TASK TO COMPLETE. The expected output is every entry below, exact in every character.

(Records excerpted from a collection)
————

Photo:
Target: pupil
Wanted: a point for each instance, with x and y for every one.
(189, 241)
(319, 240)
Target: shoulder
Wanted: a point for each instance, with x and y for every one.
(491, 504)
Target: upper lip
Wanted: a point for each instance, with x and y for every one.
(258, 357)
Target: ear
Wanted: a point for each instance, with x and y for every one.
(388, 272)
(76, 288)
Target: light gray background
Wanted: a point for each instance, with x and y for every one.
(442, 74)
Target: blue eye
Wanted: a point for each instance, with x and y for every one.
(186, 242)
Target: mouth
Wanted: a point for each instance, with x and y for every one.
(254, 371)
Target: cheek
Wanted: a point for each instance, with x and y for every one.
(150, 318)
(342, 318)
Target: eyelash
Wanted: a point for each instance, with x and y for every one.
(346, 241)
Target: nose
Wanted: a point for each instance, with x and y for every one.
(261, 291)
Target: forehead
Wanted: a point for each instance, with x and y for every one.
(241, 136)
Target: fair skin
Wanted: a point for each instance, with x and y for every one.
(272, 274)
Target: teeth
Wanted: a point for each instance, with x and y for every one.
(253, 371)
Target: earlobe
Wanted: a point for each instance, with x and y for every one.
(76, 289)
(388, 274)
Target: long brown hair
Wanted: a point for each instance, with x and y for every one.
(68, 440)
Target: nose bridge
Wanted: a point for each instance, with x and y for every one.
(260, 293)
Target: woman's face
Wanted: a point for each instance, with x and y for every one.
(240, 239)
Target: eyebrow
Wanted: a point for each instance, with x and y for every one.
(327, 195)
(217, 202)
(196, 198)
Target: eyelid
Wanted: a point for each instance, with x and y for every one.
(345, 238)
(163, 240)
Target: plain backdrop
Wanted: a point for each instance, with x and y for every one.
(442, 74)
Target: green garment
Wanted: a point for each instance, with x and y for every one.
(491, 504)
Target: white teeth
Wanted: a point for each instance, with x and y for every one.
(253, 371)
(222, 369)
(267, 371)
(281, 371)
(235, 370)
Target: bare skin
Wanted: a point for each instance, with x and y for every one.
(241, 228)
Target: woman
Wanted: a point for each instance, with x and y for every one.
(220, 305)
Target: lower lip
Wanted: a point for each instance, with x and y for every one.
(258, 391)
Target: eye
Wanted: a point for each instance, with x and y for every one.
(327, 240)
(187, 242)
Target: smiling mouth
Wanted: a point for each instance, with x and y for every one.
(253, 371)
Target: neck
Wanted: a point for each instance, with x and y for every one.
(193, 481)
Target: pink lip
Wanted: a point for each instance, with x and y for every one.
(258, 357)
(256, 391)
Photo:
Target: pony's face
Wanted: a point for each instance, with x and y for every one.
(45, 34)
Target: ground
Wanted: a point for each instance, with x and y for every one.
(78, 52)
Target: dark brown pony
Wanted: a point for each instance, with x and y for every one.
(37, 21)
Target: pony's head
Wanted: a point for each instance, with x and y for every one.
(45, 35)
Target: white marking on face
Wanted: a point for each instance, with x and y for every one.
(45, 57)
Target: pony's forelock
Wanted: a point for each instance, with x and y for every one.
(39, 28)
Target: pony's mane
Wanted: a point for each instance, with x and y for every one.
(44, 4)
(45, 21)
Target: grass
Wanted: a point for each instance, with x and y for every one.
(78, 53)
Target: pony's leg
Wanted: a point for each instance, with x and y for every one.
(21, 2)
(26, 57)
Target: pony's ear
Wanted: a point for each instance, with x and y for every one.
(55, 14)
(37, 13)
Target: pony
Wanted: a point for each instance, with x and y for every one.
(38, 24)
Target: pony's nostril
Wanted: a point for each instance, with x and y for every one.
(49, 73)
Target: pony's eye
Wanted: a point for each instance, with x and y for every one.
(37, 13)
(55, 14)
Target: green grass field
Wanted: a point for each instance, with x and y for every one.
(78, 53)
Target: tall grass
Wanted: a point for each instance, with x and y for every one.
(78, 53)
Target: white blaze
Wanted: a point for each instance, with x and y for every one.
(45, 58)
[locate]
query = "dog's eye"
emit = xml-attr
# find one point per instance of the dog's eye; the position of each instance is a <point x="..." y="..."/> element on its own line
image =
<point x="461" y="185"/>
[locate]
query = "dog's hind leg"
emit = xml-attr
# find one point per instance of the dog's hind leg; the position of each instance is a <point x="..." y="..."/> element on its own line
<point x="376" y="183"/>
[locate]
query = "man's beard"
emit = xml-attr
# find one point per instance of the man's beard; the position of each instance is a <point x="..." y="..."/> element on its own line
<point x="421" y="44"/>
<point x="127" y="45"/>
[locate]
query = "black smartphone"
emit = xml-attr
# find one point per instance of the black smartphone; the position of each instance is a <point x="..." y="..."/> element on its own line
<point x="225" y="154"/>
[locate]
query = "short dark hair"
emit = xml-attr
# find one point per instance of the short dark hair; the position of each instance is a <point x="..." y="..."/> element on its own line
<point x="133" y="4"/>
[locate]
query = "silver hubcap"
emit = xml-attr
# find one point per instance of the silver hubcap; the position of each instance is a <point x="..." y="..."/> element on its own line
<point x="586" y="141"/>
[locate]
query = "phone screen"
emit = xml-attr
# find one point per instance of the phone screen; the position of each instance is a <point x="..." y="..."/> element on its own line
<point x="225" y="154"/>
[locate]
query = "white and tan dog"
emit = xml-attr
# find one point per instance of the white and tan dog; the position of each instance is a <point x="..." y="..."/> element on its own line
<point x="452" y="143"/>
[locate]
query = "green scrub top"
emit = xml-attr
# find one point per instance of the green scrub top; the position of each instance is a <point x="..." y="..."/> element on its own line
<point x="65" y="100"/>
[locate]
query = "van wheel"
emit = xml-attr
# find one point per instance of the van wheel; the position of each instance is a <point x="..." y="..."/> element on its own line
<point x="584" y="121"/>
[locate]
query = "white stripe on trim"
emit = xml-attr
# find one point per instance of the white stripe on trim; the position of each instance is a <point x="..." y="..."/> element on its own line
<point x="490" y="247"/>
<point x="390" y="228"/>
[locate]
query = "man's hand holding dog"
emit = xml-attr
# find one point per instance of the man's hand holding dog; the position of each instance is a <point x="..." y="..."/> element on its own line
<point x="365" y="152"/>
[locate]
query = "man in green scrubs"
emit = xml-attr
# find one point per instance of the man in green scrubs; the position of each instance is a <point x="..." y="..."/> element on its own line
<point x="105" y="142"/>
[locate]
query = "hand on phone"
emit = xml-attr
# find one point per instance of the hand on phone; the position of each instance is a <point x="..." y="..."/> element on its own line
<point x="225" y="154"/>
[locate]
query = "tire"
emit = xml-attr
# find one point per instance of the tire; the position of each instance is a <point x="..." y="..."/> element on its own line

————

ANSWER TO THIS EXERCISE.
Photo:
Target: pupil
Wanted: a point for each instance, with x and y for every one.
(189, 241)
(319, 240)
Target: shoulder
Wanted: a point for each instance, with x and y for every one.
(491, 504)
Target: upper lip
Wanted: a point for each instance, with x and y for every one.
(258, 357)
Target: ear
Wanted: a point for each instance, with x and y for every one.
(388, 272)
(76, 288)
Target: light gray background
Wanted: a point for each instance, with x and y for every one.
(442, 74)
Target: blue eye
Wanted: a point for each instance, with x and y for every one.
(186, 242)
Target: mouth
Wanted: a point for each instance, with x and y for every one.
(254, 371)
Target: cheek
Wanted: a point for each instance, with x and y for every one.
(150, 318)
(342, 318)
Target: eyelash
Wanted: a point for each instance, with x and y for every one.
(346, 241)
Target: nose
Wanted: a point for each instance, with x and y for every one.
(261, 291)
Target: forehead
Wanted: a point for each instance, with x and y for every one.
(241, 136)
Target: fair skin
Wanted: a point for each instance, with x and y for every one.
(272, 274)
Target: teeth
Wanted: a point for each instance, with x and y for every one.
(253, 371)
Target: earlobe
Wanted: a point for each instance, with x and y for every one.
(76, 289)
(388, 274)
Target: long brown hair
Wanted: a point for each instance, with x and y for every one.
(68, 440)
Target: nose bridge
Wanted: a point for each instance, with x and y for every one.
(260, 293)
Target: woman's face
Wanted: a point for each instance, with x and y for every one.
(240, 239)
Target: eyebrow
Wanted: a point for each instance, with x and y for every one.
(327, 195)
(217, 202)
(196, 198)
Target: eyelid
Wanted: a point for each instance, with x and y for every one.
(345, 238)
(163, 240)
Target: plain backdrop
Wanted: a point for each instance, with x and y for every one.
(442, 74)
Target: green garment
Wanted: a point for each instance, with x and y for every one.
(491, 504)
Target: white teeth
Wanted: a point for each instance, with x and y for every one.
(253, 371)
(222, 369)
(267, 371)
(281, 371)
(235, 370)
Target: bare skin
Wanted: a point for each instance, with x and y for every one.
(241, 228)
Target: woman
Wanted: a point for each instance, with x and y for every one.
(220, 305)
Target: lower lip
Wanted: a point for each instance, with x and y for every one.
(258, 391)
Target: eye
Wanted: a point for each instance, with x and y for every one.
(327, 240)
(187, 242)
Target: smiling mouth
Wanted: a point for each instance, with x and y for every one.
(253, 371)
Target: neck
Wanted: a point for each instance, with x and y for every one.
(193, 481)
Target: pink lip
Wanted: a point for each instance, with x and y for every one.
(258, 357)
(256, 391)
Photo:
Target: pony's face
Wanted: a point for each instance, with x and y for every one.
(45, 34)
Target: ground
Wanted: a point for each instance, with x and y for every one.
(78, 52)
Target: dark brown pony
Wanted: a point for each instance, with x and y for every one.
(37, 21)
Target: pony's head
Wanted: a point for each instance, with x and y for every one.
(45, 35)
Target: white marking on face
Wanted: a point for each instance, with x and y for every one.
(45, 57)
Target: pony's forelock
Wanted: a point for each instance, with x and y for every one.
(39, 28)
Target: pony's mane
Wanted: a point for each instance, with x and y for every one.
(44, 4)
(45, 21)
Target: grass
Wanted: a point for each instance, with x and y for every one.
(78, 53)
Target: pony's leg
Wanted: a point for each instance, with x and y for every one.
(21, 2)
(26, 57)
Target: pony's ear
Wanted: a point for each instance, with x and y for every one.
(55, 14)
(37, 13)
Target: pony
Wanted: a point for each instance, with x and y for every one.
(38, 24)
Target: pony's nostril
Wanted: a point for each instance, with x and y for every one.
(49, 73)
Target: pony's eye
Wanted: a point for each instance, with x and y for every one.
(37, 13)
(55, 14)
Target: green grass field
Wanted: a point for each instance, with x and y for every one.
(78, 53)
Target: tall grass
Wanted: a point for each instance, with x and y for every one.
(78, 53)
Target: white blaze
Wanted: a point for each instance, with x and y for every one.
(45, 58)
[locate]
query = "dog's eye"
emit = xml-attr
# find one point per instance of the dog's eye; the position of each instance is a <point x="..." y="..."/> element on its own line
image =
<point x="461" y="185"/>
[locate]
query = "dog's hind leg"
emit = xml-attr
# find one point per instance of the dog's hind leg; the position of each instance is a <point x="..." y="..."/> element on its own line
<point x="376" y="183"/>
[locate]
query = "man's beard"
emit = xml-attr
# find one point per instance of the man's beard; the position of each instance is a <point x="..." y="..."/> element on its own line
<point x="421" y="44"/>
<point x="127" y="45"/>
[locate]
query = "black smartphone"
emit = xml-attr
# find one point per instance of the black smartphone; the position of each instance is a <point x="..." y="..."/> element on its own line
<point x="225" y="154"/>
[locate]
query = "short dark hair"
emit = xml-attr
# find one point per instance of the short dark hair; the position of each instance is a <point x="..." y="..."/> element on its own line
<point x="133" y="4"/>
[locate]
query = "silver hubcap"
emit = xml-attr
# find one point per instance of the silver hubcap; the position of each instance is a <point x="..." y="..."/> element on its own line
<point x="586" y="141"/>
[locate]
query = "phone screen"
emit = xml-attr
# find one point per instance of the phone screen; the position of each instance is a <point x="..." y="..."/> element on its own line
<point x="225" y="154"/>
[locate]
query = "white and tan dog"
emit = xml-attr
# find one point per instance of the white and tan dog; the position of each instance is a <point x="..." y="..."/> element on its own line
<point x="452" y="143"/>
[locate]
query = "green scrub top"
emit = xml-attr
# find one point per instance of the green scrub top; the position of each instance is a <point x="..." y="..."/> element on its own line
<point x="65" y="100"/>
[locate]
query = "van wheel"
emit = xml-attr
# find one point per instance of the van wheel; the position of each instance is a <point x="..." y="..."/> element on its own line
<point x="584" y="121"/>
[locate]
query = "white stripe on trim"
emit = xml-attr
# find one point per instance of the white stripe on trim; the position of each instance is a <point x="..." y="..."/> element on its own line
<point x="490" y="247"/>
<point x="390" y="228"/>
[locate]
query = "man's hand holding dog"
emit = xml-attr
# find one point per instance of the man's hand holding dog; the position of each instance is a <point x="..." y="..."/> element on its own line
<point x="365" y="152"/>
[locate]
query = "man in green scrubs"
emit = xml-attr
# find one point per instance of the man in green scrubs; the position of each instance is a <point x="..." y="..."/> element on its own line
<point x="105" y="142"/>
[locate]
query = "hand on phone"
emit = xml-attr
# find one point per instance of the hand on phone; the position of each instance is a <point x="..." y="..."/> element on its own line
<point x="225" y="154"/>
[locate]
query = "tire"
emit = xml-attr
# find one point per instance of the tire; the position of each instance is a <point x="..." y="..."/> element on its own line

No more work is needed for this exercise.